:: INSTRUCTIONS TO FOLLOW ::
Pull out every line of the records below and reproduce each one verbatim, keeping the original order.
>> start EXTRACTED ENTRIES
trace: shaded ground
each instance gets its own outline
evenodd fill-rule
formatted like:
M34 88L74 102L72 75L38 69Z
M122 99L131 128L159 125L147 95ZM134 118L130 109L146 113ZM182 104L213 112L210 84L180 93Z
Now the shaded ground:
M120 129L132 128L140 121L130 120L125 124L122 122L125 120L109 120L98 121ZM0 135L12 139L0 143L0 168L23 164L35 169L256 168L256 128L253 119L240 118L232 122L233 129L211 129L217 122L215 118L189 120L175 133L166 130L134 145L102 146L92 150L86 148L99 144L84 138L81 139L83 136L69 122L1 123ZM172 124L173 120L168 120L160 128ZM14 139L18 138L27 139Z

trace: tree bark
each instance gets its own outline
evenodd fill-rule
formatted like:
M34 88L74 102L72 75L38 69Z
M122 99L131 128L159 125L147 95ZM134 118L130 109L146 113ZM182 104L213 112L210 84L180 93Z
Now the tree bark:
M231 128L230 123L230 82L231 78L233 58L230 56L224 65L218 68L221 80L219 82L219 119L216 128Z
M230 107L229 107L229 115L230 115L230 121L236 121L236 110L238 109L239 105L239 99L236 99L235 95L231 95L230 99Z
>> end EXTRACTED ENTRIES
:: ANSWER BELOW ::
trace: shaded ground
each instance gets its own outline
evenodd fill-rule
formatted like:
M34 88L74 102L72 75L38 69Z
M122 99L131 128L159 125L147 95ZM134 118L130 109L146 113ZM182 104L213 112L210 84L180 93Z
Now the shaded ground:
M120 129L132 128L140 121L130 120L125 124L122 122L125 120L109 120L98 121ZM0 135L12 139L0 143L0 168L23 164L35 169L256 168L256 128L253 119L240 118L232 122L233 129L211 129L217 122L215 118L189 120L175 133L166 130L134 145L102 146L92 150L86 148L99 144L84 138L81 139L83 136L69 122L1 123ZM172 124L173 120L168 120L160 128ZM14 139L18 138L27 139Z

trace: tree bark
each instance gets its own outline
evenodd fill-rule
formatted like:
M34 88L74 102L72 75L38 69Z
M122 99L131 128L159 125L147 95ZM134 118L130 109L146 113ZM182 104L213 112L210 84L180 93Z
Now the tree bark:
M231 128L230 123L230 82L231 78L233 58L230 56L224 65L218 68L221 80L219 82L219 119L216 128Z
M230 107L229 107L229 115L230 115L230 121L236 121L236 110L238 109L239 105L239 99L236 99L235 95L231 95L230 99Z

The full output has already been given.